- [Stored data entries]
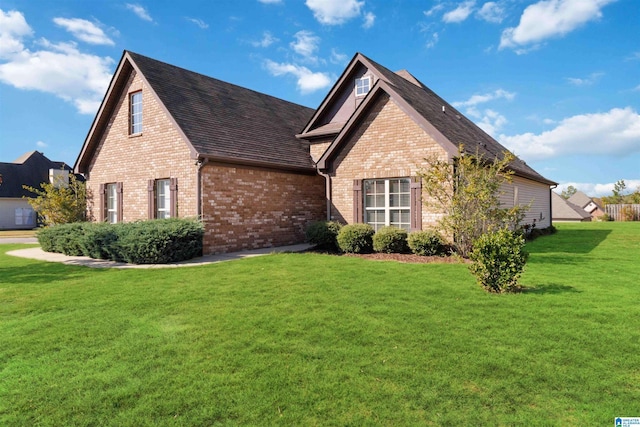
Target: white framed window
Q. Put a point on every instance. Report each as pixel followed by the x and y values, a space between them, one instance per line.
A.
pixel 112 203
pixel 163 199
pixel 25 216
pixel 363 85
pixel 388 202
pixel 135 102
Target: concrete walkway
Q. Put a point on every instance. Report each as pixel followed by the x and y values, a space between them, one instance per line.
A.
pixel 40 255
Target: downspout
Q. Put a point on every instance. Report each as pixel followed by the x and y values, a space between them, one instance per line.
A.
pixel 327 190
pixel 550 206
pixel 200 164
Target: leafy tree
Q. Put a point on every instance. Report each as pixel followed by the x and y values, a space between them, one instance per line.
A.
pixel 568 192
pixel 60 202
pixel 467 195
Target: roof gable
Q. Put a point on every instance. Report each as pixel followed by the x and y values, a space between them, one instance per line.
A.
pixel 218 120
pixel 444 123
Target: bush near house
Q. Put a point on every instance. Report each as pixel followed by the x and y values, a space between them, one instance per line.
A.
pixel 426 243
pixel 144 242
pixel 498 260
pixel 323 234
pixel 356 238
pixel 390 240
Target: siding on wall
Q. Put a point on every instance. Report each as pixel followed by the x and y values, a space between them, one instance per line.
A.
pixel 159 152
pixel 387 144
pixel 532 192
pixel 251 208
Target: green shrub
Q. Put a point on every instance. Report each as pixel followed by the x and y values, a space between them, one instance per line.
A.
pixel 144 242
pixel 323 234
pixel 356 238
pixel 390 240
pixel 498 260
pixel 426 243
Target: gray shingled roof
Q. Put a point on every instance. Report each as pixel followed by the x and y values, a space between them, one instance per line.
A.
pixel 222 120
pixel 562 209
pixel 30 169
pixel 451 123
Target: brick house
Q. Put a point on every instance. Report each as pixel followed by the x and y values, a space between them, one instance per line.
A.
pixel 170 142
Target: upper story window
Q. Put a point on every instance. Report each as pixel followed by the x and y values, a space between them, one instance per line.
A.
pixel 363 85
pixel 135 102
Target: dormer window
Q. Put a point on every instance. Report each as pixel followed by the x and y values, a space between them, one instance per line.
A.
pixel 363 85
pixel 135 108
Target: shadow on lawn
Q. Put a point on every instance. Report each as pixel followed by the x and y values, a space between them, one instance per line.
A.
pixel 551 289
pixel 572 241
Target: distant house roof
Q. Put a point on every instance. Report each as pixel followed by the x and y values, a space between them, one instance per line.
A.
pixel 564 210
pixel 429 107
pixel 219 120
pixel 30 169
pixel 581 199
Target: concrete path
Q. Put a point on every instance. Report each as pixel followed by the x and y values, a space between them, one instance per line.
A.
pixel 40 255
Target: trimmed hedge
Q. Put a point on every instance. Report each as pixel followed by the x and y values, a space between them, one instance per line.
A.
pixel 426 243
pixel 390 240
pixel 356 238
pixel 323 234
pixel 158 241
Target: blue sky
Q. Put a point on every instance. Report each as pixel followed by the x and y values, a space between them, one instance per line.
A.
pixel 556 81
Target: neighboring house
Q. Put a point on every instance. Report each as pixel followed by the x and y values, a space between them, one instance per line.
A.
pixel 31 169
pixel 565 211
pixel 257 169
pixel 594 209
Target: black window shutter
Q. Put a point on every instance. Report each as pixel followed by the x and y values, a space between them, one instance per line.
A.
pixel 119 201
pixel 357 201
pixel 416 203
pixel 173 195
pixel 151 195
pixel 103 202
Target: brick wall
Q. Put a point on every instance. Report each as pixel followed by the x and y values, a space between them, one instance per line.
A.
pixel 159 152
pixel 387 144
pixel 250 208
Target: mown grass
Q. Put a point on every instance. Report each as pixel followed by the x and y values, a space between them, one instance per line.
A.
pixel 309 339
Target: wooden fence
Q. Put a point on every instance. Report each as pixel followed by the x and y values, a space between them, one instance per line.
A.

- [Your instructions] Look through the entries above and report the number of lines that contain "house". Write only the number.

- [Response box] 4